Can you set out the material as a numbered list, starting from its first line and going on through the line that contains "273 148 L 259", with blank lines dropped?

****************

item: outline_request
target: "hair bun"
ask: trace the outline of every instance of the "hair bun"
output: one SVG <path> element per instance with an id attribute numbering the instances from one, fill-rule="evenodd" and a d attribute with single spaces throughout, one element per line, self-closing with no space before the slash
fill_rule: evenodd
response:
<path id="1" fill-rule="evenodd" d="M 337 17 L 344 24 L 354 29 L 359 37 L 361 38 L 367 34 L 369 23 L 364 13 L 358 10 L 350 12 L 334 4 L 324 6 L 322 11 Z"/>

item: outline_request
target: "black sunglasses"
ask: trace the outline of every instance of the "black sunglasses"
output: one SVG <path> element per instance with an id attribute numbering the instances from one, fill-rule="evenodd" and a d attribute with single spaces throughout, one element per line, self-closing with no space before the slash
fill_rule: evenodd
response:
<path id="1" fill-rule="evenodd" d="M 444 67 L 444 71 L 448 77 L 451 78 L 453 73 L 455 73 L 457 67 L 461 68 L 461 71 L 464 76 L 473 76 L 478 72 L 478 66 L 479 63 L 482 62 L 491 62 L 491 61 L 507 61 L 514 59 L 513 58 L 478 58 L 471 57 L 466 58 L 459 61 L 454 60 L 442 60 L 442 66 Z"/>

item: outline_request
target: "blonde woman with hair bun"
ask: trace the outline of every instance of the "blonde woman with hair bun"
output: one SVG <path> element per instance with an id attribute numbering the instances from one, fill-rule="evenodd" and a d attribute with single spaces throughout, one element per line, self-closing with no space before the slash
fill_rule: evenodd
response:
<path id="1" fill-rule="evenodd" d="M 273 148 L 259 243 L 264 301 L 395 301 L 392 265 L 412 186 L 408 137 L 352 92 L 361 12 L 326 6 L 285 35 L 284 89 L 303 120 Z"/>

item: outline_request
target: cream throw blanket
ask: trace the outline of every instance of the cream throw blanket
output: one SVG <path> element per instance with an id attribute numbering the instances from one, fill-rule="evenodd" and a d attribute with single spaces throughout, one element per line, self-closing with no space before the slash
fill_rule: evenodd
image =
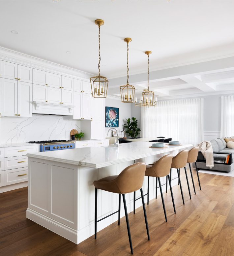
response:
<path id="1" fill-rule="evenodd" d="M 211 143 L 205 141 L 199 144 L 197 146 L 206 159 L 206 166 L 211 169 L 214 167 L 214 155 Z"/>

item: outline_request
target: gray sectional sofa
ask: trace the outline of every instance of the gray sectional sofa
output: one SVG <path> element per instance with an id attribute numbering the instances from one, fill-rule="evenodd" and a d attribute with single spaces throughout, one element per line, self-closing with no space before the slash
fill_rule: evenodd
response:
<path id="1" fill-rule="evenodd" d="M 234 156 L 234 148 L 228 148 L 226 147 L 226 143 L 224 138 L 218 138 L 216 140 L 212 140 L 210 141 L 214 152 L 214 160 L 224 160 L 226 159 L 225 153 L 232 153 L 229 163 L 230 164 L 223 164 L 214 163 L 214 166 L 211 169 L 206 166 L 205 159 L 201 152 L 199 152 L 196 162 L 198 169 L 206 169 L 209 170 L 214 170 L 222 172 L 229 172 L 234 169 L 234 163 L 232 159 Z M 193 165 L 194 166 L 193 166 Z M 193 166 L 195 167 L 194 163 Z"/>

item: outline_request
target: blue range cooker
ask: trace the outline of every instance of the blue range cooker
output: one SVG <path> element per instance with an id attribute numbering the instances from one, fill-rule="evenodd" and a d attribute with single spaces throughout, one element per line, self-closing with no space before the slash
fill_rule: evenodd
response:
<path id="1" fill-rule="evenodd" d="M 53 151 L 63 149 L 71 149 L 75 148 L 75 143 L 73 141 L 30 141 L 30 143 L 40 144 L 40 152 Z"/>

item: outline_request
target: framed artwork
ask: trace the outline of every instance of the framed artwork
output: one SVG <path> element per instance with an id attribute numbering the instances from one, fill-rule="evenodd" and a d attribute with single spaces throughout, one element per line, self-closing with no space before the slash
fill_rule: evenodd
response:
<path id="1" fill-rule="evenodd" d="M 119 108 L 105 107 L 105 127 L 119 127 Z"/>

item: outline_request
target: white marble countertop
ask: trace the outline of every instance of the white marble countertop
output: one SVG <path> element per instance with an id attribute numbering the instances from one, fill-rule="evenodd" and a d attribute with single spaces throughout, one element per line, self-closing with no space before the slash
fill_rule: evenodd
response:
<path id="1" fill-rule="evenodd" d="M 192 146 L 191 144 L 168 146 L 166 148 L 149 147 L 152 143 L 138 142 L 122 144 L 119 147 L 83 147 L 70 150 L 29 153 L 26 156 L 45 160 L 55 161 L 92 168 L 98 168 L 128 161 L 169 152 Z"/>
<path id="2" fill-rule="evenodd" d="M 40 145 L 39 143 L 30 143 L 29 142 L 18 142 L 15 143 L 0 143 L 0 147 L 20 147 L 24 146 Z"/>

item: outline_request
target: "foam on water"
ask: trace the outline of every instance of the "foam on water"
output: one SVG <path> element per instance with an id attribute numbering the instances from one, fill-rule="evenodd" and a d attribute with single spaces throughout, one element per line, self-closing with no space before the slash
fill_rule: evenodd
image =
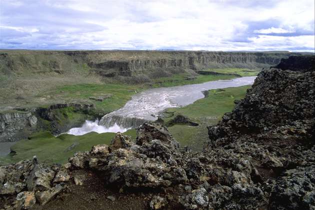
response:
<path id="1" fill-rule="evenodd" d="M 118 132 L 124 133 L 129 129 L 120 127 L 116 123 L 112 126 L 107 128 L 103 125 L 98 125 L 98 120 L 96 120 L 94 122 L 86 120 L 82 127 L 72 128 L 69 130 L 67 133 L 76 136 L 80 136 L 90 132 L 96 132 L 98 133 L 117 133 Z"/>
<path id="2" fill-rule="evenodd" d="M 145 122 L 156 120 L 166 109 L 186 106 L 204 98 L 202 91 L 250 85 L 256 78 L 244 77 L 148 90 L 134 95 L 123 107 L 104 115 L 100 122 L 87 120 L 82 127 L 72 128 L 68 133 L 80 135 L 92 131 L 98 133 L 126 132 Z"/>

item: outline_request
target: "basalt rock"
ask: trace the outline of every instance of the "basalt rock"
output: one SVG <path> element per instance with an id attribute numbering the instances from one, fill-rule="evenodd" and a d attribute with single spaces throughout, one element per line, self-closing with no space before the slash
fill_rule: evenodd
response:
<path id="1" fill-rule="evenodd" d="M 202 151 L 182 151 L 166 128 L 146 123 L 135 142 L 118 133 L 110 146 L 76 153 L 62 166 L 36 159 L 2 166 L 0 201 L 12 205 L 18 193 L 36 190 L 44 205 L 60 184 L 82 184 L 71 177 L 80 170 L 97 174 L 104 187 L 159 192 L 148 200 L 152 209 L 166 202 L 190 209 L 314 209 L 314 73 L 263 71 L 233 111 L 208 128 Z"/>
<path id="2" fill-rule="evenodd" d="M 36 200 L 44 204 L 60 192 L 63 187 L 52 184 L 52 180 L 66 182 L 70 176 L 64 167 L 55 166 L 40 164 L 36 157 L 32 160 L 1 166 L 0 209 L 5 206 L 29 209 Z"/>
<path id="3" fill-rule="evenodd" d="M 220 193 L 210 209 L 314 208 L 314 59 L 290 58 L 276 67 L 282 69 L 263 70 L 232 112 L 208 128 L 204 155 L 219 167 L 206 175 L 230 188 L 212 189 Z M 250 194 L 242 195 L 248 187 Z"/>
<path id="4" fill-rule="evenodd" d="M 146 138 L 144 130 L 148 130 Z M 121 187 L 168 186 L 187 180 L 178 162 L 180 157 L 178 143 L 166 128 L 146 123 L 138 133 L 136 143 L 118 133 L 112 142 L 110 153 L 96 153 L 93 149 L 85 154 L 77 154 L 70 161 L 74 168 L 96 171 L 108 183 Z"/>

****************

## REPLY TO THE TASK
1. item: outline_request
2. target: "hair bun"
3. ask: trace the outline of every instance of the "hair bun"
4. output: one SVG <path> element per instance with an id attribute numbering the instances from one, fill-rule="evenodd" and a d attribute with single spaces throughout, one element per line, self-closing with no space before the slash
5. fill_rule: evenodd
6. response:
7. <path id="1" fill-rule="evenodd" d="M 337 17 L 344 24 L 354 29 L 359 37 L 361 38 L 367 34 L 369 23 L 364 13 L 358 10 L 350 12 L 334 4 L 324 6 L 322 11 Z"/>
8. item: outline_request
9. target: "black sunglasses"
10. ask: trace the outline of every instance of the "black sunglasses"
11. output: one SVG <path> element per instance with an id attribute numbering the instances from one, fill-rule="evenodd" and a d attribute with single spaces throughout, one element per line, self-closing with no space before the slash
12. fill_rule: evenodd
13. response:
14. <path id="1" fill-rule="evenodd" d="M 444 67 L 444 71 L 448 77 L 451 78 L 453 73 L 455 73 L 457 67 L 461 68 L 461 71 L 464 76 L 473 76 L 478 72 L 478 66 L 479 63 L 482 62 L 491 62 L 491 61 L 507 61 L 514 59 L 513 58 L 478 58 L 471 57 L 466 58 L 459 61 L 454 60 L 442 60 L 442 66 Z"/>
15. item: outline_request
16. target: "blonde woman with hair bun"
17. ask: trace the outline of every instance of the "blonde woman with hair bun"
18. output: one SVG <path> element per instance with an id attribute numbering the instances from one, fill-rule="evenodd" and a d attribute with single spaces throughout, one element per line, self-closing with no space before the slash
19. fill_rule: evenodd
20. response:
21. <path id="1" fill-rule="evenodd" d="M 273 148 L 259 243 L 264 301 L 395 301 L 392 265 L 412 186 L 408 137 L 352 92 L 361 12 L 326 6 L 285 35 L 284 89 L 303 120 Z"/>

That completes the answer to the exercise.